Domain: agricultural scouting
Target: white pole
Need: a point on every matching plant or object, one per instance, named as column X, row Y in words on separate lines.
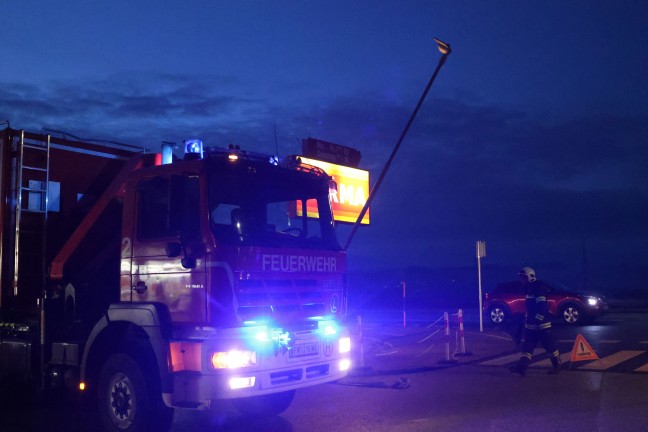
column 481, row 318
column 481, row 251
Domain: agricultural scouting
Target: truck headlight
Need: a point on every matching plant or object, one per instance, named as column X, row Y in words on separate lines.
column 345, row 345
column 233, row 359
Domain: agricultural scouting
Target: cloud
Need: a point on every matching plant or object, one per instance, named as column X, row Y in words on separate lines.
column 465, row 170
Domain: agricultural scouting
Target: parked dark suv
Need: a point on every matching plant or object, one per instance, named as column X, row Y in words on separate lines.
column 570, row 307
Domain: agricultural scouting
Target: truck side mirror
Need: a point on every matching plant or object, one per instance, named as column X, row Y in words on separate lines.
column 188, row 262
column 173, row 249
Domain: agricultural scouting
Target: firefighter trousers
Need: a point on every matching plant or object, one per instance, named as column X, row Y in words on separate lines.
column 544, row 336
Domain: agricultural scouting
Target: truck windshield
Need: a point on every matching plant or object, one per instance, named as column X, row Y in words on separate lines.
column 262, row 205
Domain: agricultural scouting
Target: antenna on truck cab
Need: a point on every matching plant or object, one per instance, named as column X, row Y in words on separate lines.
column 445, row 51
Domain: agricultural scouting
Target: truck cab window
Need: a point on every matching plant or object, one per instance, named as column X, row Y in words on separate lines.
column 168, row 207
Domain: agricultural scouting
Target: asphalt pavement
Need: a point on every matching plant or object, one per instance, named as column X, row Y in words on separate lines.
column 388, row 342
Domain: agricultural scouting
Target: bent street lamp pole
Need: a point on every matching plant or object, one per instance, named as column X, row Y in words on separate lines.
column 445, row 50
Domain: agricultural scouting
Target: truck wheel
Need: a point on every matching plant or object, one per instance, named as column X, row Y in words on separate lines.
column 127, row 401
column 265, row 405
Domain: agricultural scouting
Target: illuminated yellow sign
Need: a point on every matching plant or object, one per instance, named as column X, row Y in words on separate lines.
column 351, row 195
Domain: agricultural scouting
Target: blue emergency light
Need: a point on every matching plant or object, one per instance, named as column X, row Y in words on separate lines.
column 193, row 149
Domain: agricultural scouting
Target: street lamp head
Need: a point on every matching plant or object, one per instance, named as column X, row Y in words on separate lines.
column 444, row 48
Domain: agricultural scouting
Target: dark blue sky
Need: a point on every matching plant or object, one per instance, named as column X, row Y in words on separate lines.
column 534, row 137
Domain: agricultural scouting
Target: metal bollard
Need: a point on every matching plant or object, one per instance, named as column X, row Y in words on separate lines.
column 361, row 341
column 446, row 337
column 462, row 338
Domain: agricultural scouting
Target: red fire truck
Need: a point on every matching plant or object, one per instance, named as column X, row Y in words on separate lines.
column 151, row 282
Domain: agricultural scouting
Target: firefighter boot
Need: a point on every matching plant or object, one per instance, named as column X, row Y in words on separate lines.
column 555, row 365
column 520, row 367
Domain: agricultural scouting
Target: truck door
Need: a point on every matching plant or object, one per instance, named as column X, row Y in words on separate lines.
column 168, row 264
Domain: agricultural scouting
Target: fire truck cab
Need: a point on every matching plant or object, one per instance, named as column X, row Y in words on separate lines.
column 193, row 280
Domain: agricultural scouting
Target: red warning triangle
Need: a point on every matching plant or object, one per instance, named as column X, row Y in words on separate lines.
column 582, row 350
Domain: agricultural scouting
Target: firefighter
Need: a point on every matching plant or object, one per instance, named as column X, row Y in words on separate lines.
column 537, row 324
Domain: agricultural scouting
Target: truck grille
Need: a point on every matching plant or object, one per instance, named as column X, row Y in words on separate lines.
column 296, row 375
column 279, row 297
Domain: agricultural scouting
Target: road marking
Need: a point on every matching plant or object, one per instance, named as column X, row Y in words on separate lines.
column 564, row 357
column 501, row 361
column 611, row 360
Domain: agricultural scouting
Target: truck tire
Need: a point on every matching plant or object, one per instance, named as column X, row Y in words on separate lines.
column 265, row 405
column 127, row 400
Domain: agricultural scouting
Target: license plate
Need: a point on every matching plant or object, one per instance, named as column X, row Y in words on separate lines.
column 304, row 350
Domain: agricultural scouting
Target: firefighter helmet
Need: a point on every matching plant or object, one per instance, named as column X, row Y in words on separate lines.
column 529, row 273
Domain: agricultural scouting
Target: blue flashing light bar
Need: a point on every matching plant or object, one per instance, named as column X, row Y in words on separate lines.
column 193, row 149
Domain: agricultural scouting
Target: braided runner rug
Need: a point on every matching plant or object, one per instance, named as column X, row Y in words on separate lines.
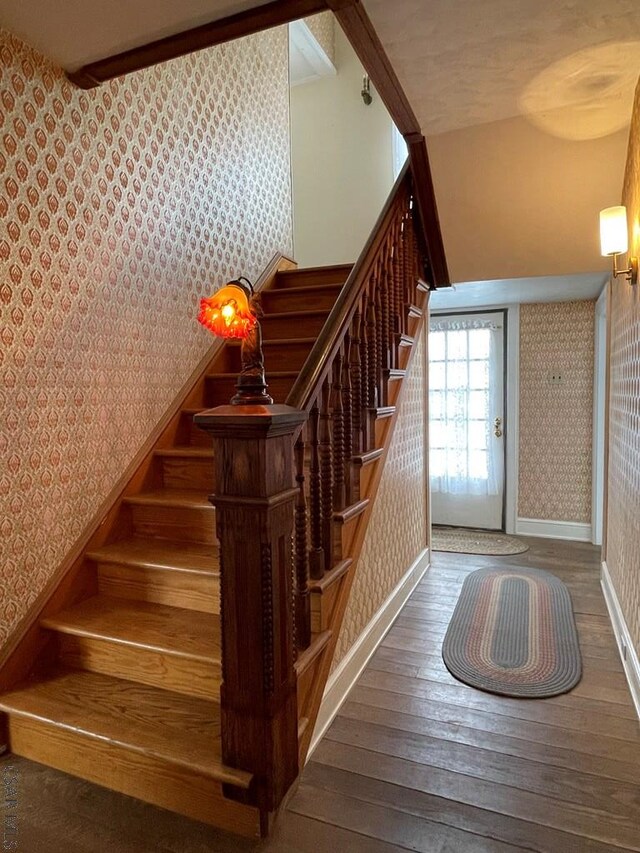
column 463, row 541
column 513, row 633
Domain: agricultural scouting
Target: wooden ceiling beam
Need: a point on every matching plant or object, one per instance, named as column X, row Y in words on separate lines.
column 359, row 30
column 217, row 32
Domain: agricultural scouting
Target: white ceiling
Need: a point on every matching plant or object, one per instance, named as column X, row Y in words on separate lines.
column 461, row 62
column 468, row 62
column 552, row 288
column 77, row 32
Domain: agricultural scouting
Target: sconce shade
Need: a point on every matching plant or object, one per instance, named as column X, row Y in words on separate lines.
column 227, row 312
column 614, row 238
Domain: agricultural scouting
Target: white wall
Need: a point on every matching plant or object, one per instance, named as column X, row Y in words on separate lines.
column 342, row 163
column 516, row 202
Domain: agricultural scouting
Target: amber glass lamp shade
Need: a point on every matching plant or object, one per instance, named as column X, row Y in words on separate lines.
column 227, row 313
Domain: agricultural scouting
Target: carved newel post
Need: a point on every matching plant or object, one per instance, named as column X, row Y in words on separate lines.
column 255, row 503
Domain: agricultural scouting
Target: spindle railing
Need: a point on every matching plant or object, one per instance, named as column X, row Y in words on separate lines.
column 343, row 385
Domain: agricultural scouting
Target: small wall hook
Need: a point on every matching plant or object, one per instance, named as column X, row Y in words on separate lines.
column 366, row 91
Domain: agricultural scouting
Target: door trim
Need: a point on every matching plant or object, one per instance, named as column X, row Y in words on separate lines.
column 511, row 403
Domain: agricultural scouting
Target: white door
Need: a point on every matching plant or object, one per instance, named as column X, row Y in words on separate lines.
column 466, row 419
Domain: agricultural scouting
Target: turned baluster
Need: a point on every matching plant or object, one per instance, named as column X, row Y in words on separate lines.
column 338, row 434
column 326, row 474
column 409, row 261
column 316, row 555
column 385, row 321
column 302, row 609
column 348, row 426
column 379, row 342
column 372, row 352
column 355, row 370
column 364, row 374
column 398, row 277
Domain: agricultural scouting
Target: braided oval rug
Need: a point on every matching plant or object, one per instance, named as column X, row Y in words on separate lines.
column 513, row 633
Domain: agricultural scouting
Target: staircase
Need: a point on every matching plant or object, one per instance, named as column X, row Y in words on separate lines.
column 118, row 680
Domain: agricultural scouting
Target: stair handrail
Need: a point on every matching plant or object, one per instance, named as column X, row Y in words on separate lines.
column 320, row 358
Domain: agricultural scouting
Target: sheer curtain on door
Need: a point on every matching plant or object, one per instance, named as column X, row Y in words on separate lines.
column 464, row 356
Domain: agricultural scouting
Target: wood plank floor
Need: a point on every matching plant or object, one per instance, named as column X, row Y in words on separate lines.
column 416, row 760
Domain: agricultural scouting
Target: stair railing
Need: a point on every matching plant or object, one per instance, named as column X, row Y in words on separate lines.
column 343, row 385
column 277, row 511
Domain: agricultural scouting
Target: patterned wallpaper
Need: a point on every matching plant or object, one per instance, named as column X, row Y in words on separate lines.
column 623, row 517
column 556, row 420
column 119, row 209
column 322, row 27
column 397, row 531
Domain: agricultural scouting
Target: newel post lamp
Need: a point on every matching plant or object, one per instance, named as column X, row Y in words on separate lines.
column 233, row 311
column 614, row 241
column 255, row 495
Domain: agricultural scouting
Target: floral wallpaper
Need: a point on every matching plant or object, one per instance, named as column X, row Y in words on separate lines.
column 397, row 531
column 556, row 420
column 623, row 515
column 119, row 208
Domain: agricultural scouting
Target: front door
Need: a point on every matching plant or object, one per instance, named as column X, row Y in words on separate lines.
column 466, row 419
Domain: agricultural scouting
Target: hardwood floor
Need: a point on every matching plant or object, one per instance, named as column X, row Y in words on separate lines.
column 416, row 760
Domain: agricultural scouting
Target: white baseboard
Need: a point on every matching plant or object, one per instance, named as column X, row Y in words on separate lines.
column 348, row 670
column 548, row 529
column 628, row 653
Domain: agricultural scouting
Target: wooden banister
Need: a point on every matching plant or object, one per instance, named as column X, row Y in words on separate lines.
column 321, row 356
column 290, row 499
column 344, row 389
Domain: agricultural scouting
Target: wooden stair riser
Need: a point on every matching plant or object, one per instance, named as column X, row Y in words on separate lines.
column 364, row 477
column 189, row 590
column 343, row 537
column 183, row 472
column 323, row 607
column 220, row 390
column 293, row 299
column 379, row 425
column 304, row 325
column 278, row 355
column 156, row 668
column 195, row 436
column 415, row 318
column 312, row 276
column 193, row 524
column 122, row 769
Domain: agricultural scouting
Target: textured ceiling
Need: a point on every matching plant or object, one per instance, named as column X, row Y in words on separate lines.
column 80, row 31
column 469, row 62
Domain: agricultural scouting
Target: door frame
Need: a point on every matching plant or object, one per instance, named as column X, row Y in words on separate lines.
column 511, row 386
column 600, row 394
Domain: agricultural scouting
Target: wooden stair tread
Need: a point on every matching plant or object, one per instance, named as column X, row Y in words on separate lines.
column 383, row 411
column 368, row 457
column 185, row 450
column 160, row 554
column 330, row 577
column 313, row 312
column 171, row 497
column 319, row 269
column 180, row 729
column 157, row 627
column 272, row 374
column 302, row 289
column 275, row 342
column 394, row 373
column 351, row 511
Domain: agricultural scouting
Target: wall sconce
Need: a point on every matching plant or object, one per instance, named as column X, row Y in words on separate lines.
column 614, row 240
column 233, row 311
column 367, row 97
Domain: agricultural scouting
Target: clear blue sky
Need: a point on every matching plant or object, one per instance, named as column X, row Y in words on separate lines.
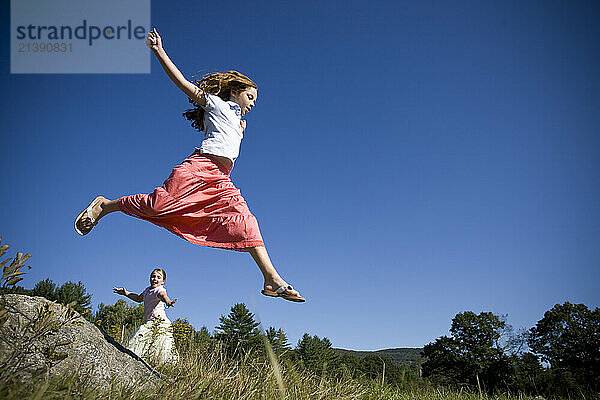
column 405, row 161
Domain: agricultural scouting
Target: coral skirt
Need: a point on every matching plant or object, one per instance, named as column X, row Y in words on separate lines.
column 199, row 203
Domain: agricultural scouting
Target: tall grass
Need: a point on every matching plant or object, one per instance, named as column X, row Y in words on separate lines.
column 204, row 372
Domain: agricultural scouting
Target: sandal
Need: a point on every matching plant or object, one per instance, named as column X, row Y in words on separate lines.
column 281, row 292
column 84, row 221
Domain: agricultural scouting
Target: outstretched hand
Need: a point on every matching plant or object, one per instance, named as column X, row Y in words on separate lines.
column 153, row 40
column 172, row 303
column 120, row 291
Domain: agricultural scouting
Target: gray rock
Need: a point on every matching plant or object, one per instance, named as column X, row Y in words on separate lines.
column 42, row 337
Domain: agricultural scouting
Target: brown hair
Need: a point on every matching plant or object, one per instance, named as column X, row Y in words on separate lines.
column 220, row 84
column 162, row 271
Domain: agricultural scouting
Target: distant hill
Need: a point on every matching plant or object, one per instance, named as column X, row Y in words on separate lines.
column 398, row 356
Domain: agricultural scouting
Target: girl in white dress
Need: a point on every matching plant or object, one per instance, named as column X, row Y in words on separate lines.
column 154, row 339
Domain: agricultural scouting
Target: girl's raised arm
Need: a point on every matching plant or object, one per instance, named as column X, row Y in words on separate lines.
column 124, row 292
column 154, row 42
column 163, row 296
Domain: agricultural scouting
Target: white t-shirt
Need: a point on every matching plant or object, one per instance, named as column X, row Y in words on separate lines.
column 153, row 306
column 222, row 130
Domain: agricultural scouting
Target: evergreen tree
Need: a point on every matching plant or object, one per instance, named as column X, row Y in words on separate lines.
column 119, row 319
column 75, row 293
column 568, row 337
column 46, row 289
column 317, row 355
column 278, row 340
column 238, row 331
column 202, row 337
column 471, row 356
column 68, row 293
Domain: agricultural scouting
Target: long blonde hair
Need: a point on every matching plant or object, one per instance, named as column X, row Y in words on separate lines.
column 220, row 84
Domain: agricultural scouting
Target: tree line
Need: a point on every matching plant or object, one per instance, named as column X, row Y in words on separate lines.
column 559, row 356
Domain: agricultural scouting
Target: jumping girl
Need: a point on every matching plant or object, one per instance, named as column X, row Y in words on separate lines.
column 198, row 201
column 155, row 337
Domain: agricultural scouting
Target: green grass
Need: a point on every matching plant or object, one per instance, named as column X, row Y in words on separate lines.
column 207, row 374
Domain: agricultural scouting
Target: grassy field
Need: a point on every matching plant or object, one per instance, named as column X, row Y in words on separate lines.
column 206, row 374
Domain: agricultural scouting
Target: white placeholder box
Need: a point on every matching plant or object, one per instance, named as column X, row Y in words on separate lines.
column 79, row 36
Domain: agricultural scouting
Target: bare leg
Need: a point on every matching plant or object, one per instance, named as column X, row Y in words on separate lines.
column 272, row 278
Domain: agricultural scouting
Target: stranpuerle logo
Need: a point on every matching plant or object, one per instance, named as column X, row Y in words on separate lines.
column 79, row 36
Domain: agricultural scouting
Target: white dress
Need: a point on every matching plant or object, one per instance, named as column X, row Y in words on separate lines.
column 153, row 341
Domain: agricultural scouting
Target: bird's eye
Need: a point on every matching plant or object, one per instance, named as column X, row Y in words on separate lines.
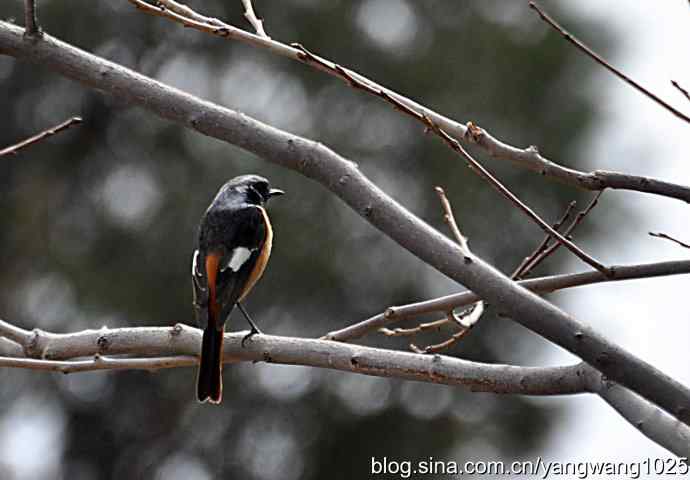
column 254, row 195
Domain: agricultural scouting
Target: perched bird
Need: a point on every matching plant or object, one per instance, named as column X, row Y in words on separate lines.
column 234, row 244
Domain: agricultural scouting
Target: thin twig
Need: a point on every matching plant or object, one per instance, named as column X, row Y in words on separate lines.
column 450, row 221
column 185, row 11
column 494, row 182
column 342, row 177
column 437, row 347
column 32, row 29
column 255, row 21
column 519, row 272
column 601, row 61
column 18, row 335
column 528, row 158
column 668, row 237
column 408, row 332
column 539, row 285
column 474, row 165
column 99, row 362
column 167, row 347
column 567, row 233
column 13, row 149
column 685, row 93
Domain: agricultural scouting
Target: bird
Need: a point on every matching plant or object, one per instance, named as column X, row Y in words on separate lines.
column 233, row 247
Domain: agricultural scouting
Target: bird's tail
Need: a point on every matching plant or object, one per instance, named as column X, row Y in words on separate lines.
column 209, row 379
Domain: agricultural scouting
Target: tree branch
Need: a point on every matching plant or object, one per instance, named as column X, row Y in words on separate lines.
column 683, row 91
column 652, row 422
column 528, row 158
column 345, row 180
column 30, row 19
column 13, row 149
column 174, row 347
column 255, row 21
column 539, row 285
column 601, row 61
column 178, row 346
column 668, row 237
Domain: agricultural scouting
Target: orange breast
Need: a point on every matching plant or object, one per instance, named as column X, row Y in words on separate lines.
column 262, row 260
column 212, row 262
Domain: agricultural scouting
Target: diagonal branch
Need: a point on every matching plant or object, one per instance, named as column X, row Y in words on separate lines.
column 528, row 158
column 167, row 347
column 30, row 19
column 683, row 91
column 550, row 249
column 476, row 166
column 255, row 21
column 539, row 285
column 344, row 179
column 173, row 347
column 13, row 149
column 601, row 61
column 668, row 237
column 521, row 270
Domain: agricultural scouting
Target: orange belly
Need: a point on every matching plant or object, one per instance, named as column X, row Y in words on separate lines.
column 212, row 261
column 262, row 261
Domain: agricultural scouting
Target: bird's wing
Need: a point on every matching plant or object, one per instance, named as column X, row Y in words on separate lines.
column 240, row 258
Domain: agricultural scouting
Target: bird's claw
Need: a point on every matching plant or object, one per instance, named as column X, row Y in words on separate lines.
column 254, row 331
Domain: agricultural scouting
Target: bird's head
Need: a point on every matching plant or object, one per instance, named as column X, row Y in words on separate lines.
column 252, row 189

Directions for this task: Transcribe the entries word for word, from their first line up to and including the line with "column 445, row 51". Leave the pictures out of your copy.

Written response:
Domain: agricultural scouting
Target: white pole
Need: a point on every matching plant or object, one per instance, named as column X, row Y in words on separate lines.
column 481, row 318
column 481, row 251
Domain: agricultural scouting
Target: truck headlight
Need: a point on every matching plant or object, one per instance, named as column X, row Y in words on separate lines.
column 345, row 345
column 233, row 359
Domain: agricultural scouting
Target: cloud
Need: a point on every matching plant or object, one per instance, named as column X, row Y in words on separate lines.
column 465, row 170
Domain: agricultural scouting
Target: parked dark suv
Need: a point on every matching plant or object, one per instance, named as column X, row Y in words on separate lines.
column 570, row 307
Domain: agricultural scouting
Target: truck side mirror
Need: a point on every matching plant or object, one per instance, named as column X, row Y in words on separate lines.
column 188, row 262
column 173, row 249
Domain: agricultural scouting
Target: firefighter trousers
Need: a point on every matching plant or object, one per instance, named as column X, row Y in words on separate lines.
column 544, row 336
Domain: agricultural scouting
Target: truck windshield
Need: a point on every matching plant or object, one per instance, named as column X, row Y in words on separate lines.
column 262, row 205
Domain: agricultural scouting
Target: antenna on truck cab
Need: a point on every matching plant or object, one per instance, named as column X, row Y in words on separate lines.
column 445, row 51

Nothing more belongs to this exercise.